====== Record excerpts ======
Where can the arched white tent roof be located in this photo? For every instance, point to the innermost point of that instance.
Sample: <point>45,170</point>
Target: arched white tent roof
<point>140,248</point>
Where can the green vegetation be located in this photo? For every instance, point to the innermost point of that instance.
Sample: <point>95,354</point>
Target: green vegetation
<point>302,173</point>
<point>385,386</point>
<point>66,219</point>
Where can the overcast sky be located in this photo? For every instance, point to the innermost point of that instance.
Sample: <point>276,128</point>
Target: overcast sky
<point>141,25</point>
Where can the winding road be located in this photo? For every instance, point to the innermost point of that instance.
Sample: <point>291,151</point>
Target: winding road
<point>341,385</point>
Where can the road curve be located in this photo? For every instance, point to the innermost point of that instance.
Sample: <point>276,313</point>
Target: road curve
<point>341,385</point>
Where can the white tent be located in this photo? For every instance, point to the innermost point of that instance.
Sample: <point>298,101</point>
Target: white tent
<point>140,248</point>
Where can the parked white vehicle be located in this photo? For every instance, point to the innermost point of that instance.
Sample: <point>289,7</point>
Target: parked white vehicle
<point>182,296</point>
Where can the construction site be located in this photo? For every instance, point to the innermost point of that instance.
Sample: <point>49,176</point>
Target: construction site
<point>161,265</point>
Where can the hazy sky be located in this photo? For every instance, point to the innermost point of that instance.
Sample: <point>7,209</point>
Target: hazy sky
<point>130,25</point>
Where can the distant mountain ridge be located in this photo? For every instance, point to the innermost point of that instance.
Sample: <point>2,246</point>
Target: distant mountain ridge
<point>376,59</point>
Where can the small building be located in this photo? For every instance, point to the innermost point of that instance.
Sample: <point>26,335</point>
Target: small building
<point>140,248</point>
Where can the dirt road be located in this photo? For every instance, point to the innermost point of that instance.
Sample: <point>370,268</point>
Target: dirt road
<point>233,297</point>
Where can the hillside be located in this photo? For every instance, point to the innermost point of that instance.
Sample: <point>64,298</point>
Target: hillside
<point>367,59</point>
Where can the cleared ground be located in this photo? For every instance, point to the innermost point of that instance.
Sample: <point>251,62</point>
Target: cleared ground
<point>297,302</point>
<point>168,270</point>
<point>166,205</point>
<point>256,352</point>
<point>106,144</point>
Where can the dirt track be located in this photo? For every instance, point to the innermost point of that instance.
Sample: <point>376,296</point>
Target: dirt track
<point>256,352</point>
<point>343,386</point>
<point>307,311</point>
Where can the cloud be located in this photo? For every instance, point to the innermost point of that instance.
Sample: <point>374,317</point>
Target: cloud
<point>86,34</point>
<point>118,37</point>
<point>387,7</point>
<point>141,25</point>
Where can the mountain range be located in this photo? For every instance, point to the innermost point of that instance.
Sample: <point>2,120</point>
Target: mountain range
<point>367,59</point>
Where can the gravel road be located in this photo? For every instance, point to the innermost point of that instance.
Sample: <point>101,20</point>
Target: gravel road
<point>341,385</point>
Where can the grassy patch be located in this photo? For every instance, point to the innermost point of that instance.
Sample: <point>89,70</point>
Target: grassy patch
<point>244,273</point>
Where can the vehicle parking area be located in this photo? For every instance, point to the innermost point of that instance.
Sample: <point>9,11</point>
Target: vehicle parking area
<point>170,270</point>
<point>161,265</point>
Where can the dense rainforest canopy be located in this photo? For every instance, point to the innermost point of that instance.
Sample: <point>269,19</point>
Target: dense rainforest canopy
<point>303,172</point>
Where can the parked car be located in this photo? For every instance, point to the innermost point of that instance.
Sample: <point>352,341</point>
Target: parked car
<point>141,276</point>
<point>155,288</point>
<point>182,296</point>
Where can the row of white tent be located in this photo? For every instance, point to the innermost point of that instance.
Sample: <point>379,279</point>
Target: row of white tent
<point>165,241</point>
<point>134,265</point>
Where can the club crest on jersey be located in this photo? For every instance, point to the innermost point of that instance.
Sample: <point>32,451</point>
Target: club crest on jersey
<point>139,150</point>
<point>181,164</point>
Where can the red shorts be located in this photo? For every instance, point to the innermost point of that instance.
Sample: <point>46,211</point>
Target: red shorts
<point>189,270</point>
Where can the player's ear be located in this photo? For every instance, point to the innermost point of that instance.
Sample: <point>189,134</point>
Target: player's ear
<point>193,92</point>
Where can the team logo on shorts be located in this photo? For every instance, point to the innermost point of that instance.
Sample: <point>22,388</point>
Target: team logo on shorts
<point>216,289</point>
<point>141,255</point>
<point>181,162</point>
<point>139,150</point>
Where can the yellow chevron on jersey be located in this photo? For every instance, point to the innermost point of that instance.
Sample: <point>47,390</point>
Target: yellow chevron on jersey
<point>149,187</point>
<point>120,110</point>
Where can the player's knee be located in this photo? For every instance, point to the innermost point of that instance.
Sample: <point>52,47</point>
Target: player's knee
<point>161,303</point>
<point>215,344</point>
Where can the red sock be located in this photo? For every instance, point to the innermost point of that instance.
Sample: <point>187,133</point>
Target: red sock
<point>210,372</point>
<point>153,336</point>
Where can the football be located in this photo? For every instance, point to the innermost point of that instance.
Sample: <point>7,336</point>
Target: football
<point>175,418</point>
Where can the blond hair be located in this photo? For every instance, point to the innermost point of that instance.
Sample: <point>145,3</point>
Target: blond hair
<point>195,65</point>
======
Lay out the records from the line containing "Where can the blond" through the end of the records as a two-column CSV with the header input,output and one row per record. Put each record's text in the input column and its answer in the output column, enclosing each field in double quotes and replacing line breaks with spaces.

• Exercise output:
input,output
"Where can the blond hair be located in this photo? For every instance, point to the innermost point of that instance. Sample: <point>145,3</point> Target: blond hair","<point>195,65</point>"